READING PASSAGE Block Start

The Foundation for Financial Planning has been a bucket brigade that gets planners in touch with those in need-not just of money, but advice.

    People who are the most in need of financial planning assistance may be the least likely to know where to turn for that help or to even know what a financial planner is. At the same time, as the financial planning profession matures, its members have a growing desire to reach out to help the community and people in need.

The Foundation for Financial Planning was created to bring those two groups of people together. An organization that may be one of the best kept secrets of the financial planning profession, the foundation acts as a middleman to help advisors who want to use their skills philanthropically to connect with people in need of their expertise.

"Financial planners, as a group, are people who have a keen interest in others and in their community," says Bill E. Carter, CFP, the president of Carter Financial Management in Dallas and a member of the foundation's board of trustees and a past chairman. "A lot of them donate time or money individually. The foundation allows them to do things as a profession on a pro bono basis to utilize their skills."

READING PASSAGE Block End
RAW DATA Block Start

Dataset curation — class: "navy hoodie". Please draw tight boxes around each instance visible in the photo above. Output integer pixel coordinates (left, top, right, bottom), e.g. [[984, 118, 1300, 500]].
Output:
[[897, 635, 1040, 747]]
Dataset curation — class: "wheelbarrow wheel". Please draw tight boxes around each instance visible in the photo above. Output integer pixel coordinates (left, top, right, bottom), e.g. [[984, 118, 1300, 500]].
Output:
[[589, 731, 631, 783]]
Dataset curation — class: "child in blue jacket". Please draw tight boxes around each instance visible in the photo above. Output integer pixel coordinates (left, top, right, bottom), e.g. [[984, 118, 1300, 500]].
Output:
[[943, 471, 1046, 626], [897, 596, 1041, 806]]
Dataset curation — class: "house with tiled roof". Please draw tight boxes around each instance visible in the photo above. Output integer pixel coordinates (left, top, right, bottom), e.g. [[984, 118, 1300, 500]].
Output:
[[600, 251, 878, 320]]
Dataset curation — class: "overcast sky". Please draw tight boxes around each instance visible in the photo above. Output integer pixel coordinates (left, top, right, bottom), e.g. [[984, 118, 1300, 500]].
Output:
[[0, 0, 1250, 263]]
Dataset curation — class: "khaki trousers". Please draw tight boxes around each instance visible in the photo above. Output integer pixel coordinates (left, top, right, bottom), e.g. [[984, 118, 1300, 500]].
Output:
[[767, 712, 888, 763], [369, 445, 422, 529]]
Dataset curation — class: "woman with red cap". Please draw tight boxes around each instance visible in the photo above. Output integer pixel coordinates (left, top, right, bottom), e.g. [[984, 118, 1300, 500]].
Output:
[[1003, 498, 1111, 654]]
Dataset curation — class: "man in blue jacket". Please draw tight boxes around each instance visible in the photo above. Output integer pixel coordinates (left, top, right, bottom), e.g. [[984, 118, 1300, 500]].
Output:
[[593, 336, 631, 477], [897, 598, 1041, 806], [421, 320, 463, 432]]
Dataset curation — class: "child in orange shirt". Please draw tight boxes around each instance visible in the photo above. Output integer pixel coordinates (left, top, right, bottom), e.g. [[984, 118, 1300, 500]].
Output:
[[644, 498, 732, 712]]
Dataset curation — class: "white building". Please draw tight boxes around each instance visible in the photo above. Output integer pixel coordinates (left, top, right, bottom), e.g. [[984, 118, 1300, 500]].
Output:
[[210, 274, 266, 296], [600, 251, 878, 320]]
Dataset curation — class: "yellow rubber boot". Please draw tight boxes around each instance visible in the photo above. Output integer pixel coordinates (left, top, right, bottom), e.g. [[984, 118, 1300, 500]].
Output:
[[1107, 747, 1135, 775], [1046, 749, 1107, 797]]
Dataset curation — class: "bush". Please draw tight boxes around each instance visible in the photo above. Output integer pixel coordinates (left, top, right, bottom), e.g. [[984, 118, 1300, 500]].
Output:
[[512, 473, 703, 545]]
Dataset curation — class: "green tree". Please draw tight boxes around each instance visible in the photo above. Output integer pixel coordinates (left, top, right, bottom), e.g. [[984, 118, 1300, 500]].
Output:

RAW DATA Block End

» **TRY IT**
According to the text about the Foundation for Financial Planning, what role does the foundation play between advisors and people in need?

» **EXERCISE RESULT**
It acts as a middleman that connects advisors who want to use their skills philanthropically with people who need their expertise.